■ What is needed
Write out exactly the line containing "Detect each dry" along with each line that follows it in the records below, and no others.

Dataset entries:
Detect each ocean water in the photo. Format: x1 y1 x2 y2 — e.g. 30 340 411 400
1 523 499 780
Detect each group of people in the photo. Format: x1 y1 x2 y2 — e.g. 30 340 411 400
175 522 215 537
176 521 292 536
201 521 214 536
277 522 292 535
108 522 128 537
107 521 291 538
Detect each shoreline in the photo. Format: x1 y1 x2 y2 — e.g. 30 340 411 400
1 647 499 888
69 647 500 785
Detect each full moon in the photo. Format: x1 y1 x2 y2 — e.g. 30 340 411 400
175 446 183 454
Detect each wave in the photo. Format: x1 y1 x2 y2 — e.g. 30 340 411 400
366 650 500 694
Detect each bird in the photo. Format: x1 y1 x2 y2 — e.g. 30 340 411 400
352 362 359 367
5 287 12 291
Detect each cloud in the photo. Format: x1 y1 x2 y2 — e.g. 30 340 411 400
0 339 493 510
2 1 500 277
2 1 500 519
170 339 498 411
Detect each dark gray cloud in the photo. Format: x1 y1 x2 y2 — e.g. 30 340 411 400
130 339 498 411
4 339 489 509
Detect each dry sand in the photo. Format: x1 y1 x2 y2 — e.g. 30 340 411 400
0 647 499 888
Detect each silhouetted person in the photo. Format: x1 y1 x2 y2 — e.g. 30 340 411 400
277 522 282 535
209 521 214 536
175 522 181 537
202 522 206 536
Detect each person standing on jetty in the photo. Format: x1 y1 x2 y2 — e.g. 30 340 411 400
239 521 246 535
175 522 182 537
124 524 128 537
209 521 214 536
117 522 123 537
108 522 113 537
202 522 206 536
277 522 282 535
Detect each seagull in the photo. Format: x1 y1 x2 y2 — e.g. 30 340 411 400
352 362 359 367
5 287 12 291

■ Solution to the exercise
Detect each dry sand in the photo. Format: x1 y1 x2 y2 — e.g. 30 340 411 400
0 647 499 888
Detect each silhouetted person in the photo. Format: x1 y1 x2 y2 — e.g. 30 340 411 400
277 522 282 535
209 521 214 536
175 522 181 537
202 522 206 536
Detect each person standing on jetty in the photo. Format: x1 y1 x2 y2 — e.g. 30 340 411 400
239 521 246 535
175 522 182 537
124 524 128 537
209 521 214 536
117 522 123 537
108 522 113 537
202 522 206 536
277 522 282 535
Detect each seagull in the photo. Format: x1 y1 x2 y2 — e.g. 30 340 411 400
352 362 359 367
5 287 12 291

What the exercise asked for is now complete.